Exercise details: Begin at the line containing "Locate every instance of man in dark" and copy each line exactly through the end of the records, leaving out what comes before.

○ ○ ○

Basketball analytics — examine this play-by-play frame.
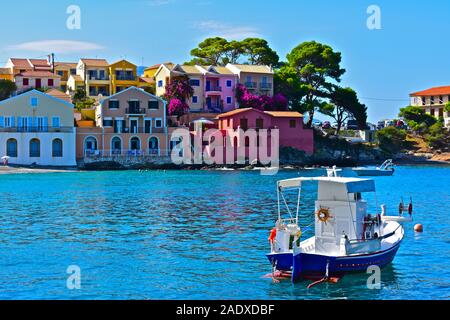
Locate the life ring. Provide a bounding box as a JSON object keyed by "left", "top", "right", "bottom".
{"left": 316, "top": 207, "right": 332, "bottom": 223}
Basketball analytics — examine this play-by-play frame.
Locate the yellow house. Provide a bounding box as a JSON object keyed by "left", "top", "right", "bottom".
{"left": 0, "top": 68, "right": 13, "bottom": 81}
{"left": 54, "top": 62, "right": 77, "bottom": 92}
{"left": 109, "top": 59, "right": 139, "bottom": 95}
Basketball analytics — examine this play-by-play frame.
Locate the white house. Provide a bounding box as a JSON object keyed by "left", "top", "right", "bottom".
{"left": 0, "top": 90, "right": 77, "bottom": 166}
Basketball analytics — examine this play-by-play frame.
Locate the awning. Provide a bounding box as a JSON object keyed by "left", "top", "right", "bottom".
{"left": 277, "top": 177, "right": 375, "bottom": 193}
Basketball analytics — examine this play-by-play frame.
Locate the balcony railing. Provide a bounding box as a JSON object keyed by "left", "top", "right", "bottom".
{"left": 206, "top": 86, "right": 222, "bottom": 92}
{"left": 89, "top": 90, "right": 110, "bottom": 96}
{"left": 0, "top": 126, "right": 74, "bottom": 133}
{"left": 115, "top": 75, "right": 136, "bottom": 81}
{"left": 125, "top": 107, "right": 146, "bottom": 114}
{"left": 113, "top": 127, "right": 167, "bottom": 134}
{"left": 260, "top": 82, "right": 272, "bottom": 90}
{"left": 88, "top": 75, "right": 110, "bottom": 81}
{"left": 245, "top": 82, "right": 257, "bottom": 89}
{"left": 84, "top": 149, "right": 170, "bottom": 159}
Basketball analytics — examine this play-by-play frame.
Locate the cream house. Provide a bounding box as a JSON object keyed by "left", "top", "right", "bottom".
{"left": 410, "top": 86, "right": 450, "bottom": 127}
{"left": 0, "top": 90, "right": 76, "bottom": 166}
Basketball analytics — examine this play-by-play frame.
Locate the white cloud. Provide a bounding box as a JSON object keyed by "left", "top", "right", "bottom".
{"left": 193, "top": 20, "right": 261, "bottom": 40}
{"left": 7, "top": 40, "right": 104, "bottom": 54}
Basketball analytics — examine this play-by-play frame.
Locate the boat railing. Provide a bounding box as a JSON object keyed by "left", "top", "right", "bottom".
{"left": 277, "top": 218, "right": 298, "bottom": 227}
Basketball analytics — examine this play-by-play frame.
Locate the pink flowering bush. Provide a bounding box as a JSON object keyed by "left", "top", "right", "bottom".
{"left": 235, "top": 84, "right": 288, "bottom": 111}
{"left": 164, "top": 76, "right": 194, "bottom": 116}
{"left": 168, "top": 98, "right": 189, "bottom": 116}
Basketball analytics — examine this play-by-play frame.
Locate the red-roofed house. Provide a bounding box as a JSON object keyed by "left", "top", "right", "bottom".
{"left": 4, "top": 58, "right": 60, "bottom": 91}
{"left": 410, "top": 86, "right": 450, "bottom": 127}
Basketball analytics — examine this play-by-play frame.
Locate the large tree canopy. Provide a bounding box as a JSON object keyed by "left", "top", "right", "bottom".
{"left": 322, "top": 87, "right": 367, "bottom": 134}
{"left": 187, "top": 37, "right": 279, "bottom": 66}
{"left": 277, "top": 41, "right": 346, "bottom": 127}
{"left": 0, "top": 79, "right": 17, "bottom": 101}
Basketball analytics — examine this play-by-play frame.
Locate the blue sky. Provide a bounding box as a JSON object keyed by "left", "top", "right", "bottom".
{"left": 1, "top": 0, "right": 449, "bottom": 122}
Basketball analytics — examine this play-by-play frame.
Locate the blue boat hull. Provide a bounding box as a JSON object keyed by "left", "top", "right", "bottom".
{"left": 267, "top": 240, "right": 401, "bottom": 282}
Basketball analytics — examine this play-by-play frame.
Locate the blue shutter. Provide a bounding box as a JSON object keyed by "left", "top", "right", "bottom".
{"left": 0, "top": 116, "right": 4, "bottom": 128}
{"left": 10, "top": 117, "right": 15, "bottom": 128}
{"left": 17, "top": 117, "right": 23, "bottom": 129}
{"left": 43, "top": 117, "right": 48, "bottom": 131}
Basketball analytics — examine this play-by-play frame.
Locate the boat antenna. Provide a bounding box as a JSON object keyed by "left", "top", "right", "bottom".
{"left": 277, "top": 184, "right": 281, "bottom": 222}
{"left": 295, "top": 184, "right": 301, "bottom": 224}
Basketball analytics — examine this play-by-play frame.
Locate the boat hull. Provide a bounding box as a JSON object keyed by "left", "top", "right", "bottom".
{"left": 267, "top": 240, "right": 401, "bottom": 282}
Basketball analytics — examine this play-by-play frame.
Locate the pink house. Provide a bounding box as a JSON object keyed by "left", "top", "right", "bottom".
{"left": 216, "top": 108, "right": 314, "bottom": 154}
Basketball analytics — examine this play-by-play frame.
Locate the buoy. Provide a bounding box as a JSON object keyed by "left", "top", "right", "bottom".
{"left": 414, "top": 224, "right": 423, "bottom": 232}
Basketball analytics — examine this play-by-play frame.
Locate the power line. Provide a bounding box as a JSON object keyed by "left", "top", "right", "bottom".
{"left": 360, "top": 96, "right": 409, "bottom": 102}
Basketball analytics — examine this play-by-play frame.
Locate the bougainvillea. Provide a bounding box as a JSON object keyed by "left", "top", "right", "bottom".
{"left": 164, "top": 76, "right": 194, "bottom": 116}
{"left": 235, "top": 83, "right": 288, "bottom": 111}
{"left": 168, "top": 98, "right": 190, "bottom": 116}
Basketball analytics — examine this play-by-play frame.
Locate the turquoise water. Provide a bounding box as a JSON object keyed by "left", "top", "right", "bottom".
{"left": 0, "top": 166, "right": 449, "bottom": 300}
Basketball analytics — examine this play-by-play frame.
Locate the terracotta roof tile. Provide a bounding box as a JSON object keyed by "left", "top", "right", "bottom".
{"left": 265, "top": 111, "right": 303, "bottom": 118}
{"left": 80, "top": 58, "right": 109, "bottom": 67}
{"left": 10, "top": 58, "right": 32, "bottom": 68}
{"left": 0, "top": 68, "right": 11, "bottom": 75}
{"left": 410, "top": 86, "right": 450, "bottom": 97}
{"left": 18, "top": 70, "right": 60, "bottom": 78}
{"left": 45, "top": 88, "right": 72, "bottom": 103}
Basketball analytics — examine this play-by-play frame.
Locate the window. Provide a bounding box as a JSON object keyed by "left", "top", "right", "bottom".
{"left": 3, "top": 116, "right": 14, "bottom": 128}
{"left": 70, "top": 68, "right": 77, "bottom": 75}
{"left": 192, "top": 96, "right": 198, "bottom": 103}
{"left": 240, "top": 118, "right": 248, "bottom": 130}
{"left": 144, "top": 119, "right": 151, "bottom": 133}
{"left": 52, "top": 139, "right": 63, "bottom": 157}
{"left": 111, "top": 137, "right": 122, "bottom": 153}
{"left": 430, "top": 108, "right": 435, "bottom": 116}
{"left": 226, "top": 80, "right": 232, "bottom": 87}
{"left": 37, "top": 117, "right": 47, "bottom": 131}
{"left": 226, "top": 96, "right": 232, "bottom": 104}
{"left": 256, "top": 118, "right": 264, "bottom": 129}
{"left": 109, "top": 100, "right": 119, "bottom": 109}
{"left": 289, "top": 120, "right": 296, "bottom": 128}
{"left": 29, "top": 139, "right": 40, "bottom": 157}
{"left": 30, "top": 97, "right": 38, "bottom": 107}
{"left": 439, "top": 96, "right": 443, "bottom": 104}
{"left": 158, "top": 80, "right": 163, "bottom": 87}
{"left": 52, "top": 117, "right": 60, "bottom": 128}
{"left": 99, "top": 70, "right": 105, "bottom": 79}
{"left": 430, "top": 96, "right": 435, "bottom": 105}
{"left": 155, "top": 119, "right": 163, "bottom": 128}
{"left": 189, "top": 79, "right": 200, "bottom": 86}
{"left": 148, "top": 101, "right": 159, "bottom": 109}
{"left": 23, "top": 78, "right": 29, "bottom": 86}
{"left": 103, "top": 119, "right": 113, "bottom": 127}
{"left": 130, "top": 137, "right": 141, "bottom": 150}
{"left": 149, "top": 137, "right": 159, "bottom": 155}
{"left": 422, "top": 97, "right": 426, "bottom": 106}
{"left": 439, "top": 108, "right": 444, "bottom": 118}
{"left": 48, "top": 79, "right": 54, "bottom": 86}
{"left": 6, "top": 139, "right": 17, "bottom": 157}
{"left": 57, "top": 71, "right": 64, "bottom": 76}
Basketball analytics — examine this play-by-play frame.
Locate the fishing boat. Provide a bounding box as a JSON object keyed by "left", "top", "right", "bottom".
{"left": 266, "top": 176, "right": 412, "bottom": 286}
{"left": 353, "top": 159, "right": 395, "bottom": 176}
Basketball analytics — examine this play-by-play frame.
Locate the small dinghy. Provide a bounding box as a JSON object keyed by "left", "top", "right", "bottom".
{"left": 266, "top": 176, "right": 412, "bottom": 285}
{"left": 353, "top": 159, "right": 395, "bottom": 176}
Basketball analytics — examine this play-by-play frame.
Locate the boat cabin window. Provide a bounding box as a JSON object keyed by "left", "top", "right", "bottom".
{"left": 352, "top": 193, "right": 362, "bottom": 201}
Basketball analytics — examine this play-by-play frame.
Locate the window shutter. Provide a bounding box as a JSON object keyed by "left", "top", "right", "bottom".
{"left": 10, "top": 117, "right": 15, "bottom": 128}
{"left": 43, "top": 117, "right": 48, "bottom": 130}
{"left": 0, "top": 116, "right": 4, "bottom": 128}
{"left": 17, "top": 117, "right": 23, "bottom": 128}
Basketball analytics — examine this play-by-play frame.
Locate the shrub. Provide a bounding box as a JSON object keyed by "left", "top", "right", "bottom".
{"left": 376, "top": 126, "right": 407, "bottom": 154}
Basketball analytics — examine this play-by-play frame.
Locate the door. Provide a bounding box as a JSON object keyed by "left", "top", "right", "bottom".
{"left": 206, "top": 80, "right": 211, "bottom": 91}
{"left": 35, "top": 79, "right": 41, "bottom": 89}
{"left": 130, "top": 119, "right": 138, "bottom": 134}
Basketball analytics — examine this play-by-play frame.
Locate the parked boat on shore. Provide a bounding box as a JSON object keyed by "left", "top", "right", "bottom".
{"left": 266, "top": 175, "right": 412, "bottom": 286}
{"left": 353, "top": 159, "right": 395, "bottom": 176}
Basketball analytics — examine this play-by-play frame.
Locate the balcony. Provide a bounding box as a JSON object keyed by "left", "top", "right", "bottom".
{"left": 89, "top": 90, "right": 110, "bottom": 97}
{"left": 260, "top": 82, "right": 272, "bottom": 90}
{"left": 88, "top": 75, "right": 110, "bottom": 81}
{"left": 125, "top": 107, "right": 146, "bottom": 115}
{"left": 0, "top": 126, "right": 74, "bottom": 133}
{"left": 205, "top": 86, "right": 222, "bottom": 92}
{"left": 115, "top": 75, "right": 136, "bottom": 81}
{"left": 245, "top": 82, "right": 257, "bottom": 89}
{"left": 113, "top": 127, "right": 166, "bottom": 134}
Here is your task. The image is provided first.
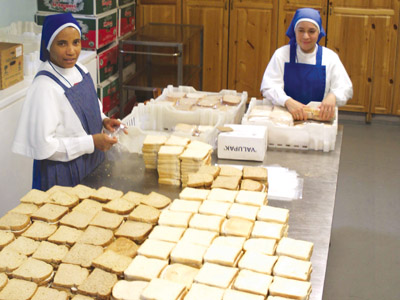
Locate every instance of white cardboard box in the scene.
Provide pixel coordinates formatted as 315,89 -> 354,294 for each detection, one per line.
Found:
217,124 -> 267,162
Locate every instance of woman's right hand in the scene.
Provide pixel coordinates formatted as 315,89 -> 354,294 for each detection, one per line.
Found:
92,133 -> 118,152
285,98 -> 307,121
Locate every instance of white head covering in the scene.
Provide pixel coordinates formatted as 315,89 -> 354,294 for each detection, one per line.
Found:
294,18 -> 320,32
46,23 -> 81,51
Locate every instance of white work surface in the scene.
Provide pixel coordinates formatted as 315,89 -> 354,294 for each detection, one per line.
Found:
0,50 -> 96,216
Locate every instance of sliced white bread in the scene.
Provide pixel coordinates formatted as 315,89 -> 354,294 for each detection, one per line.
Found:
76,226 -> 114,247
0,212 -> 30,232
124,255 -> 168,281
20,189 -> 49,205
112,280 -> 148,300
233,269 -> 273,296
32,241 -> 68,264
77,268 -> 118,300
272,256 -> 312,281
158,210 -> 193,228
53,263 -> 89,289
21,221 -> 57,241
0,248 -> 27,272
4,236 -> 39,256
148,225 -> 186,243
0,278 -> 37,300
194,262 -> 238,289
89,211 -> 124,230
276,237 -> 314,261
103,198 -> 135,215
92,250 -> 133,275
140,278 -> 186,300
11,257 -> 53,284
169,199 -> 202,213
62,243 -> 103,268
31,203 -> 68,223
160,263 -> 199,289
128,204 -> 160,224
106,237 -> 138,258
238,250 -> 278,275
268,276 -> 312,300
170,241 -> 207,268
0,231 -> 14,249
184,283 -> 225,300
180,228 -> 217,247
114,221 -> 153,243
137,239 -> 176,260
188,214 -> 224,232
48,225 -> 83,246
243,238 -> 277,256
235,190 -> 268,207
222,289 -> 264,300
257,205 -> 289,224
31,286 -> 68,300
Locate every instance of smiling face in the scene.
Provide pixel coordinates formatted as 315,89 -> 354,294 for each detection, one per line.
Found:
295,21 -> 319,53
49,27 -> 81,68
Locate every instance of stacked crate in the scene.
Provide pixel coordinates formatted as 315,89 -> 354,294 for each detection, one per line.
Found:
34,0 -> 136,117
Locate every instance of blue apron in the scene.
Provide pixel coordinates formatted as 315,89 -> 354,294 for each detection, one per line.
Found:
32,64 -> 105,190
283,44 -> 326,104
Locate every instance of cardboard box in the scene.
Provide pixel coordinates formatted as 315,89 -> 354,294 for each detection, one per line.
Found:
118,3 -> 135,37
97,74 -> 119,114
37,0 -> 117,15
117,0 -> 134,7
97,42 -> 118,83
36,10 -> 118,50
217,124 -> 268,162
0,42 -> 24,90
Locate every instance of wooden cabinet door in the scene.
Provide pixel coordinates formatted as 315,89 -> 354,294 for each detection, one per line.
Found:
137,0 -> 182,28
227,0 -> 278,98
183,0 -> 229,92
328,1 -> 399,115
277,0 -> 328,48
394,26 -> 400,115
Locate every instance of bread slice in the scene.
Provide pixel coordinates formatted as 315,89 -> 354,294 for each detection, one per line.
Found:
257,205 -> 289,224
0,278 -> 37,300
238,250 -> 278,275
203,242 -> 242,267
194,262 -> 238,289
21,221 -> 57,241
103,198 -> 135,215
148,226 -> 184,244
20,189 -> 49,205
179,187 -> 210,201
187,173 -> 214,188
0,273 -> 7,292
31,286 -> 68,300
199,200 -> 231,217
223,289 -> 265,300
180,228 -> 217,247
251,221 -> 285,240
160,263 -> 199,289
62,243 -> 103,268
92,250 -> 132,275
222,94 -> 241,105
9,203 -> 38,216
0,248 -> 27,272
115,221 -> 153,243
70,295 -> 95,300
222,217 -> 254,238
243,238 -> 277,256
32,241 -> 68,264
53,263 -> 89,289
122,191 -> 146,206
272,256 -> 312,281
140,278 -> 186,300
242,166 -> 268,181
73,199 -> 103,215
137,239 -> 176,260
189,214 -> 224,232
46,185 -> 74,196
233,269 -> 273,296
184,283 -> 225,300
212,236 -> 246,248
268,276 -> 312,300
76,226 -> 113,247
240,179 -> 263,192
276,237 -> 314,261
90,187 -> 124,203
112,280 -> 148,300
170,241 -> 207,268
266,296 -> 294,300
141,192 -> 171,209
124,255 -> 168,281
0,212 -> 30,232
219,166 -> 242,177
71,184 -> 96,200
59,210 -> 95,230
228,203 -> 259,221
169,199 -> 202,213
46,190 -> 79,208
211,175 -> 241,190
5,236 -> 40,256
89,211 -> 124,230
12,257 -> 53,284
207,188 -> 238,203
196,165 -> 221,178
128,204 -> 160,224
106,237 -> 138,258
77,268 -> 117,300
235,190 -> 268,207
31,203 -> 68,223
158,210 -> 193,228
0,231 -> 14,249
48,225 -> 83,246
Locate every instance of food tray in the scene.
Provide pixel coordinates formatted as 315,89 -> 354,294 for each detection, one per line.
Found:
242,98 -> 338,152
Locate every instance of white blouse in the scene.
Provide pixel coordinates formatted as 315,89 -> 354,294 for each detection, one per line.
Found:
260,44 -> 353,107
13,61 -> 106,161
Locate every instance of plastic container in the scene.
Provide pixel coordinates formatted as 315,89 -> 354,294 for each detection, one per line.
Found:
241,98 -> 338,152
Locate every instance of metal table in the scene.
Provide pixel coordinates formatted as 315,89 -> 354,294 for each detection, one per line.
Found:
83,127 -> 343,300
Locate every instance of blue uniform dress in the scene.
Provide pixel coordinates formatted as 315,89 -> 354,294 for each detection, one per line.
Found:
32,64 -> 104,190
283,43 -> 326,104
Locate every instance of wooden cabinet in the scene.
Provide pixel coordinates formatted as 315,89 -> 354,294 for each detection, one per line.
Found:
393,21 -> 400,116
327,1 -> 399,120
277,0 -> 328,48
136,0 -> 182,28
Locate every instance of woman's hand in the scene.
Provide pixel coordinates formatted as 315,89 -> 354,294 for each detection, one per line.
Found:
319,93 -> 336,121
103,118 -> 121,132
285,98 -> 308,120
92,133 -> 118,151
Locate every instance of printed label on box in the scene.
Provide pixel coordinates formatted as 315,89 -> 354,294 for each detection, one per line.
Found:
118,4 -> 135,37
97,44 -> 118,83
37,0 -> 116,15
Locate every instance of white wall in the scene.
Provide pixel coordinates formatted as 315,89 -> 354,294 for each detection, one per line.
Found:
0,0 -> 37,27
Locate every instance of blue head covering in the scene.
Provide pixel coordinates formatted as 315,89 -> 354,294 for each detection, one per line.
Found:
286,8 -> 325,46
40,13 -> 81,62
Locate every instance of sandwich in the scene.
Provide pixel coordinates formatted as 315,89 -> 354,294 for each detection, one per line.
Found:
238,250 -> 278,275
112,280 -> 148,300
194,262 -> 238,289
21,221 -> 57,241
257,205 -> 289,224
170,241 -> 207,268
227,203 -> 259,221
206,188 -> 238,203
114,221 -> 153,243
0,278 -> 37,300
59,210 -> 96,230
0,231 -> 14,249
0,212 -> 31,232
276,237 -> 314,261
160,263 -> 199,289
180,228 -> 217,247
272,255 -> 312,281
268,276 -> 312,300
243,238 -> 277,256
76,225 -> 114,247
20,189 -> 49,206
158,210 -> 193,228
103,198 -> 135,215
48,225 -> 83,246
30,286 -> 68,300
232,269 -> 273,296
189,214 -> 224,232
198,200 -> 231,217
140,278 -> 186,300
92,250 -> 133,275
62,243 -> 103,268
124,255 -> 168,281
11,257 -> 53,284
168,199 -> 202,214
223,289 -> 265,300
90,186 -> 124,203
3,236 -> 39,256
137,239 -> 176,260
46,190 -> 79,207
0,248 -> 27,273
222,217 -> 254,238
89,211 -> 124,230
106,237 -> 138,258
31,203 -> 68,223
77,268 -> 118,299
9,203 -> 38,216
31,241 -> 69,265
184,283 -> 225,300
179,187 -> 210,201
52,263 -> 89,290
148,225 -> 186,243
141,192 -> 172,209
235,190 -> 268,207
128,204 -> 160,224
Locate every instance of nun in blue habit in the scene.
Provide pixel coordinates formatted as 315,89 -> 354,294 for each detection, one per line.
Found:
13,13 -> 123,190
260,8 -> 353,121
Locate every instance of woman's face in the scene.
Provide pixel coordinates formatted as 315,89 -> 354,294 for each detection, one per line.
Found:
49,27 -> 81,68
295,21 -> 319,53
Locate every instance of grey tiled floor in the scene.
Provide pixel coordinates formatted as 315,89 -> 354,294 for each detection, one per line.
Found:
323,113 -> 400,300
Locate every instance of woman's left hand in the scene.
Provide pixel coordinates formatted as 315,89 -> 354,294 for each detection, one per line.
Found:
319,93 -> 336,121
103,118 -> 127,134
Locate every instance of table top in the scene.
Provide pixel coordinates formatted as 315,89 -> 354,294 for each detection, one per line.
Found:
83,127 -> 343,300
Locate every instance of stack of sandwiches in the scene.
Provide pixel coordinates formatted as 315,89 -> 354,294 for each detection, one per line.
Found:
142,135 -> 168,169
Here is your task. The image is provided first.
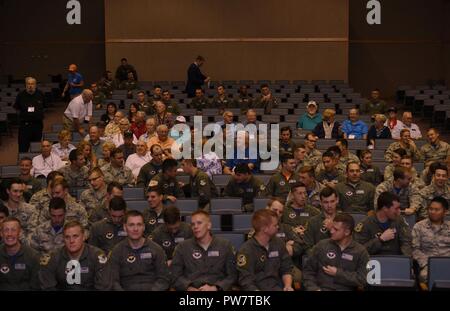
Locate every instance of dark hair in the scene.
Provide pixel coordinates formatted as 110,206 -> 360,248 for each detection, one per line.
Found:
434,163 -> 448,174
196,56 -> 205,62
427,127 -> 439,135
110,148 -> 123,159
280,152 -> 294,164
124,210 -> 144,223
295,143 -> 306,150
327,146 -> 341,158
163,205 -> 181,225
0,203 -> 10,217
162,158 -> 178,173
333,213 -> 355,232
153,84 -> 162,90
109,197 -> 127,211
260,83 -> 269,89
430,196 -> 449,210
322,150 -> 335,159
298,166 -> 315,177
182,159 -> 197,167
7,178 -> 23,190
69,148 -> 84,162
46,171 -> 64,185
121,58 -> 127,62
377,192 -> 400,211
19,157 -> 32,163
147,186 -> 162,196
319,186 -> 338,199
393,166 -> 409,181
346,161 -> 360,172
49,197 -> 66,212
360,150 -> 372,159
106,102 -> 117,114
393,148 -> 407,157
280,126 -> 292,136
235,163 -> 251,175
290,182 -> 307,191
107,181 -> 123,194
336,138 -> 348,149
304,132 -> 316,141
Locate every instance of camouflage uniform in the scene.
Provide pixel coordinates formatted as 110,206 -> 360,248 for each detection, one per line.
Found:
254,95 -> 279,114
119,80 -> 139,92
163,100 -> 181,115
223,175 -> 265,212
420,140 -> 450,168
306,181 -> 325,209
236,236 -> 293,291
28,220 -> 65,255
282,201 -> 320,229
93,90 -> 106,109
375,180 -> 415,211
37,196 -> 89,230
303,238 -> 369,291
304,149 -> 322,167
0,244 -> 40,290
385,142 -> 422,163
101,163 -> 135,186
339,152 -> 360,167
89,217 -> 128,253
353,214 -> 412,256
58,165 -> 89,188
412,218 -> 450,282
5,201 -> 36,239
383,164 -> 419,183
150,222 -> 193,260
410,182 -> 450,220
39,244 -> 110,290
136,161 -> 163,188
21,177 -> 43,201
265,172 -> 300,201
335,180 -> 375,213
79,186 -> 108,220
211,95 -> 236,111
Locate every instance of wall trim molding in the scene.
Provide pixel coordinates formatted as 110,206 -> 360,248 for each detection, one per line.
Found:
105,37 -> 348,43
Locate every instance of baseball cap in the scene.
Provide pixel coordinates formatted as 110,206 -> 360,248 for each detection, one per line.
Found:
307,101 -> 317,108
387,107 -> 397,113
175,116 -> 186,123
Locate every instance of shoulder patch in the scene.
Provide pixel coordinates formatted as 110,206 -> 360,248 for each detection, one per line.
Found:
354,222 -> 363,233
260,184 -> 265,191
149,180 -> 159,187
98,254 -> 108,264
237,254 -> 247,267
199,179 -> 207,186
40,254 -> 51,266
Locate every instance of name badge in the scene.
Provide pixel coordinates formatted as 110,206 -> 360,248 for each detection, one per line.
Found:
28,107 -> 35,113
140,252 -> 152,259
356,190 -> 365,195
367,169 -> 374,172
288,179 -> 297,184
208,251 -> 220,257
80,267 -> 89,274
348,134 -> 356,140
26,185 -> 33,190
157,218 -> 165,224
246,188 -> 254,193
341,253 -> 354,261
117,231 -> 127,237
14,263 -> 26,270
276,232 -> 286,238
268,251 -> 279,258
299,213 -> 309,217
174,237 -> 185,243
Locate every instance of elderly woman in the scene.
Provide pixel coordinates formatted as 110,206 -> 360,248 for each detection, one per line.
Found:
367,113 -> 392,147
104,110 -> 124,139
139,117 -> 157,143
111,117 -> 138,147
98,141 -> 116,167
297,101 -> 322,130
313,108 -> 341,139
52,130 -> 76,162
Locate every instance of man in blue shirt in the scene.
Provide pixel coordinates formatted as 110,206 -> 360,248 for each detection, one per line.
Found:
341,108 -> 368,139
62,64 -> 84,99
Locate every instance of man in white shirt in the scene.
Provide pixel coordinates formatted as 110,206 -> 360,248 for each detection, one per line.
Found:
391,111 -> 422,140
125,140 -> 152,178
62,89 -> 93,136
32,140 -> 64,178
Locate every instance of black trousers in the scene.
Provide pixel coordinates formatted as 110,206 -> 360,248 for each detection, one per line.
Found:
18,121 -> 43,152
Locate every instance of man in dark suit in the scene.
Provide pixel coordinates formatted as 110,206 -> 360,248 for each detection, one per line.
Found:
185,55 -> 211,98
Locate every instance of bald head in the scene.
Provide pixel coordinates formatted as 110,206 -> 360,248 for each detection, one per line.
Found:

○ ○ ○

Response area:
Locate every instance of man in dark suit in the scene.
Provide pixel coordinates formatted as 110,206 -> 360,248 for each detection, one per line.
Found:
185,55 -> 211,98
Locate every instance of bald head in the scene.
Provide pixel coordinates formatted as 110,206 -> 360,248 for each detection, one per line.
Found:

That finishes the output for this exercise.